### EXTRACTED TEXT:
start

By using logarithm and l'Hopital's Rule,
${\lim}_{x \to \infty} {\left(1 + \frac{a}{x}\right)}^{b x} = {e}^{a b}$.

By using the substitution $t = \frac{a}{x}$ or equivalently $x = \frac{a}{t}$,
${\left(1 + \frac{a}{x}\right)}^{b x} = {\left(1 + t\right)}^{\frac{a b}{t}}$

By using logarithmic properties,
$= {e}^{\ln \left[{\left(1 + t\right)}^{\frac{a b}{t}}\right]} = {e}^{\frac{a b}{t} \ln \left(1 + t\right)} = {e}^{a b \frac{\ln \left(1 + t\right)}{t}}$

By l'Hopital's Rule,
${\lim}_{t \to 0} \frac{\ln \left(1 + t\right)}{t} = {\lim}_{t \to 0} \frac{\frac{1}{1 + t}}{1} = 1$

Hence,
${\lim}_{x \to \infty} {\left(1 + \frac{a}{x}\right)}^{b x} = {e}^{a b {\lim}_{t \to 0} \frac{\ln \left(1 + t\right)}{t}} = {e}^{a b}$

(Note: $t \to 0$ as $x \to \infty$)

end

### RAW RECORDS:
start

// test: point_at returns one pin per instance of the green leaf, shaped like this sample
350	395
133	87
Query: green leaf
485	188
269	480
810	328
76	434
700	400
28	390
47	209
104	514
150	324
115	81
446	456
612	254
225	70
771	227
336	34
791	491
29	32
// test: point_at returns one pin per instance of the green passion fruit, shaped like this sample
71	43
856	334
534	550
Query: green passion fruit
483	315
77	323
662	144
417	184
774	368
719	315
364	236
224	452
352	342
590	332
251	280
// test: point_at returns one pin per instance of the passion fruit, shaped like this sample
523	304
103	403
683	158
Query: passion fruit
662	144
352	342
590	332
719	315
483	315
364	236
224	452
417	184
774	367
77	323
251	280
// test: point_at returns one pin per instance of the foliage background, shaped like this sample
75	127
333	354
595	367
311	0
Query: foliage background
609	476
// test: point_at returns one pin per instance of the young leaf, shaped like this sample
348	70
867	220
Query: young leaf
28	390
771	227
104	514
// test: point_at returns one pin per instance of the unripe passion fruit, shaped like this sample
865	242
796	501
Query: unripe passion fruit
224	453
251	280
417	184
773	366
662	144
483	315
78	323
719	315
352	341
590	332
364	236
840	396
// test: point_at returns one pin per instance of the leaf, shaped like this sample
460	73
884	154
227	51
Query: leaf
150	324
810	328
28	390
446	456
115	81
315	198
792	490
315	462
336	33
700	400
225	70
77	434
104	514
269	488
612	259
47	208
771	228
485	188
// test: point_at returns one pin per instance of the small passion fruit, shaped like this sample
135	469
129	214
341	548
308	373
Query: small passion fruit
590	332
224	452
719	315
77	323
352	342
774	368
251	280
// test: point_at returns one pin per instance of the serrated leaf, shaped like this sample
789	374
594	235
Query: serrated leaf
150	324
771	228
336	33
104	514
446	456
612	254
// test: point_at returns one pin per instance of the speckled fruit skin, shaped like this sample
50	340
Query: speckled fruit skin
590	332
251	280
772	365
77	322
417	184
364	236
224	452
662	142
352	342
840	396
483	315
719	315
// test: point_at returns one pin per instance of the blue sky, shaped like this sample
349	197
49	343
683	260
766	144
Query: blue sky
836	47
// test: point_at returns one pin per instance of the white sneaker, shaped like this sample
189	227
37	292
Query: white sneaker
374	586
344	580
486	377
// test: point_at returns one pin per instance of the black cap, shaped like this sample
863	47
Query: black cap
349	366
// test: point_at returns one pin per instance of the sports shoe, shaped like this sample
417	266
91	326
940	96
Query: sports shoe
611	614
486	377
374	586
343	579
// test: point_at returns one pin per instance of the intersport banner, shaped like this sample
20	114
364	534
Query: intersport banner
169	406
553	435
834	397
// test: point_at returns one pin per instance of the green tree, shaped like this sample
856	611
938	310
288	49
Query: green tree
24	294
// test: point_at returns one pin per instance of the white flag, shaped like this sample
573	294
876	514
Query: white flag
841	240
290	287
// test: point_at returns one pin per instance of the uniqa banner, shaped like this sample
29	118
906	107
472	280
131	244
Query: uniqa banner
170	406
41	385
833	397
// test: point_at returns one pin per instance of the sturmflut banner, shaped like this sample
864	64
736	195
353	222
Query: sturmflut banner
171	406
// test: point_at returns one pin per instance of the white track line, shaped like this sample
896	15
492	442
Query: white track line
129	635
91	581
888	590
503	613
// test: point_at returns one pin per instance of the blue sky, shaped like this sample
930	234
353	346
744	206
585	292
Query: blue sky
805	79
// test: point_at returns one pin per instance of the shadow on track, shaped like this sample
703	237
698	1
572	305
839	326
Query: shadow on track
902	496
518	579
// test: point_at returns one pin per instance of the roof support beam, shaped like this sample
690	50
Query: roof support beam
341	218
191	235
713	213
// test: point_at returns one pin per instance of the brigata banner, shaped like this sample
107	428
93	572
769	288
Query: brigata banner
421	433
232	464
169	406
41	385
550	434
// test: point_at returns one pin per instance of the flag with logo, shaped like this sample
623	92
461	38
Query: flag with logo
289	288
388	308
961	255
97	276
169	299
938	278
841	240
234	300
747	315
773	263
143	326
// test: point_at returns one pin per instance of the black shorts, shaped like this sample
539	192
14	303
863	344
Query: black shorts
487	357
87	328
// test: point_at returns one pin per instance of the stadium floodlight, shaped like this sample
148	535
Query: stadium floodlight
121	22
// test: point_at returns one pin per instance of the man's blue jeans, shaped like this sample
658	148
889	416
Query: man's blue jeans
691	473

end

### EXERCISES TO COMPLETE:
• a. Answer these from the limit derivation:
(i) What substitution is made for the variable x?
(ii) By l'Hopital's Rule, what is the limit of ln(1 + t)/t as t approaches 0?
(iii) What does t approach as x approaches infinity?
• b. Please quote the limit derivation, starting with "By using logarithmic" and going on through "as $x \to \infty$)".

### PROBLEM SOLUTIONS:
• a.
(i) t = a/x, or equivalently x = a/t.
(ii) 1
(iii) 0

• b.
By using logarithmic properties,
$= {e}^{\ln \left[{\left(1 + t\right)}^{\frac{a b}{t}}\right]} = {e}^{\frac{a b}{t} \ln \left(1 + t\right)} = {e}^{a b \frac{\ln \left(1 + t\right)}{t}}$

By l'Hopital's Rule,
${\lim}_{t \to 0} \frac{\ln \left(1 + t\right)}{t} = {\lim}_{t \to 0} \frac{\frac{1}{1 + t}}{1} = 1$

Hence,
${\lim}_{x \to \infty} {\left(1 + \frac{a}{x}\right)}^{b x} = {e}^{a b {\lim}_{t \to 0} \frac{\ln \left(1 + t\right)}{t}} = {e}^{a b}$

(Note: $t \to 0$ as $x \to \infty$)